→ **WHAT IS EXPECTED**: Repeat the data verbatim.

→ **DATA TO USE**:

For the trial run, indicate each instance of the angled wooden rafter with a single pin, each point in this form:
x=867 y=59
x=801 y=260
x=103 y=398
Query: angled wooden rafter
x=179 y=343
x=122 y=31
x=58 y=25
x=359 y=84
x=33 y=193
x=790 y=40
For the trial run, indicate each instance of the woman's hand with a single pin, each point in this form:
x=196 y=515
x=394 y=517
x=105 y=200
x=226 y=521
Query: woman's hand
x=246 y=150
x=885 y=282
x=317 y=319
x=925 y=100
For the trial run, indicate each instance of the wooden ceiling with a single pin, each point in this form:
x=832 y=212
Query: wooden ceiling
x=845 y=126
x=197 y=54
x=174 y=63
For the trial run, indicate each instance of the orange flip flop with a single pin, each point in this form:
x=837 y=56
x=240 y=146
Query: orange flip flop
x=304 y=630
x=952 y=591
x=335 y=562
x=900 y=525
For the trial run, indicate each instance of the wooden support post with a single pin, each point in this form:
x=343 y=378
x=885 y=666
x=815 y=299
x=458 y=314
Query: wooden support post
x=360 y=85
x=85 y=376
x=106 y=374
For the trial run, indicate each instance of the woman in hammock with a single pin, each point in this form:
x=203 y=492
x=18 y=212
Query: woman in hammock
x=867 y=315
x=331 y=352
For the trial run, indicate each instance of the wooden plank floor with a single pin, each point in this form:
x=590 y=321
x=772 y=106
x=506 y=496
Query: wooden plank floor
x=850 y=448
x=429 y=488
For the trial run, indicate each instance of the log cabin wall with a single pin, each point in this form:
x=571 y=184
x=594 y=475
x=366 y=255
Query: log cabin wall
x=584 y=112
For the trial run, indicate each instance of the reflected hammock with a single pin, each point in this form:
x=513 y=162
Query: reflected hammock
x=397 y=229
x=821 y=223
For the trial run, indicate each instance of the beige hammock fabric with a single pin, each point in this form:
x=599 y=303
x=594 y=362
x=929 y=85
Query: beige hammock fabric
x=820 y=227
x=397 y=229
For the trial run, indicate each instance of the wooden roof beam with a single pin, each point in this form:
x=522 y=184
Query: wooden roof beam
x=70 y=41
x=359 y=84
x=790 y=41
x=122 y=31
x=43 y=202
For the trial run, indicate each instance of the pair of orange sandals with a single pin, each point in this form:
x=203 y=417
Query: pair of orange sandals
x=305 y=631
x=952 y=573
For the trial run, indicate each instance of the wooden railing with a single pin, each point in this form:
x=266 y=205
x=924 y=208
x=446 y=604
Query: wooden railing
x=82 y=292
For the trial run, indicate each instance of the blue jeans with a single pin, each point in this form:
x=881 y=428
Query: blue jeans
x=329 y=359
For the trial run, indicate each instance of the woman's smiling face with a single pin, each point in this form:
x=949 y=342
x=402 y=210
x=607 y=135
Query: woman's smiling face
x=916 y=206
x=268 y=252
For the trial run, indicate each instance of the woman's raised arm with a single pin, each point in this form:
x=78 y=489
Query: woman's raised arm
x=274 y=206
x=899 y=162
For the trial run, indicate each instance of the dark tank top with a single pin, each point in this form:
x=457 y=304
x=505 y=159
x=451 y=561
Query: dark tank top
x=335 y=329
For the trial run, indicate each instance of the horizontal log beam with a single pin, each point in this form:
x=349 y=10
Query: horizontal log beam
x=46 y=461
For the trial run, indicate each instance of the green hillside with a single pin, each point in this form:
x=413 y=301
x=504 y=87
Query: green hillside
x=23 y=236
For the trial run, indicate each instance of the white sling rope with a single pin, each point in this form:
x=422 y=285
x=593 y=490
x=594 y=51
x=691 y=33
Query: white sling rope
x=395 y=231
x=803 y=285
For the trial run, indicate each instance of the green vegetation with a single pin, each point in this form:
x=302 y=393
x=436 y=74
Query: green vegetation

→ **ANSWER TO THIS TASK**:
For the trial run, indicate each instance of the angled wooden rafter with a single pin, each point in this form:
x=867 y=59
x=801 y=260
x=103 y=398
Query: angled wooden rafter
x=179 y=343
x=122 y=31
x=58 y=25
x=359 y=84
x=33 y=193
x=790 y=40
For the trial run, indicate each instance of the woman's hand with a single pin, each point in this form:
x=196 y=515
x=394 y=517
x=105 y=200
x=226 y=521
Query: woman's hand
x=246 y=150
x=885 y=282
x=317 y=319
x=925 y=100
For the trial run, indicate each instance of the wooden ceiling with a single pin, each point in this form:
x=832 y=212
Query: wooden ceiling
x=845 y=126
x=197 y=54
x=174 y=63
For the trial run, indicate each instance of the orange flip flop with a single pin, each point in this form:
x=837 y=56
x=240 y=146
Query: orange flip flop
x=304 y=630
x=952 y=591
x=335 y=562
x=900 y=525
For the trial run, indicate each instance of the wooden support post with a single pin, each point in this form:
x=343 y=378
x=885 y=666
x=815 y=299
x=458 y=314
Query: wooden support post
x=360 y=85
x=85 y=376
x=106 y=374
For the trial run, indicate each instance of the woman in hammock with a single pin, each point in this form:
x=203 y=492
x=18 y=212
Query: woman in hammock
x=867 y=315
x=331 y=352
For the trial run, indicate each instance of the wooden plank floor with a single pin, each point in this form:
x=590 y=321
x=772 y=106
x=506 y=496
Query: wooden plank floor
x=850 y=448
x=429 y=488
For the trial run, indicate each instance of the log cabin wall with a single pin, each point in this form:
x=571 y=184
x=594 y=475
x=366 y=255
Query: log cabin wall
x=584 y=112
For the trial run, indicate each instance of the reflected hammock with a single pin, each point in this form:
x=513 y=162
Query: reflected hammock
x=397 y=229
x=821 y=223
For the trial run, indicate each instance of the beige hammock fabric with a single pin, each point in this form:
x=599 y=303
x=594 y=362
x=929 y=85
Query: beige hammock fabric
x=820 y=227
x=397 y=229
For the trial run, indicate each instance of the wooden roof beam with a single pin, each point in this form:
x=522 y=184
Query: wooden roof beam
x=70 y=41
x=359 y=84
x=790 y=41
x=122 y=31
x=43 y=202
For the trial run, indicate each instance of the pair of orange sandals with a single pin, each point in this form:
x=203 y=417
Query: pair of orange sandals
x=305 y=631
x=952 y=573
For the trial run, indicate each instance of the wooden railing with a single pin, each point in this form:
x=266 y=205
x=924 y=208
x=446 y=604
Query: wooden railing
x=82 y=292
For the trial run, indicate each instance of the blue jeans with a single pin, each point in this form:
x=881 y=428
Query: blue jeans
x=329 y=359
For the trial run, indicate each instance of the woman's smiling face with a single pin, each point in this form:
x=949 y=342
x=402 y=210
x=607 y=135
Query: woman's smiling face
x=916 y=206
x=268 y=252
For the trial run, indicate each instance of the woman's raised arm with a single pin, each point in this form:
x=78 y=489
Query: woman's raised arm
x=274 y=206
x=899 y=162
For the trial run, indicate each instance of the dark tank top with a single pin, each point in this form:
x=457 y=304
x=505 y=159
x=451 y=561
Query: dark tank top
x=335 y=329
For the trial run, indicate each instance of the horizontal log beam with a single pin, each point in this form:
x=349 y=10
Query: horizontal log beam
x=46 y=461
For the trial run, indicate each instance of the green hillside with a single pin, each point in this form:
x=413 y=301
x=504 y=87
Query: green hillside
x=23 y=236
For the trial run, indicate each instance of the white sling rope with a single pin, each point in this form:
x=422 y=285
x=593 y=490
x=594 y=51
x=691 y=33
Query: white sling rope
x=395 y=231
x=803 y=285
For the trial run, indicate each instance of the green vegetation with a single pin, each point in this form:
x=302 y=393
x=436 y=74
Query: green vegetation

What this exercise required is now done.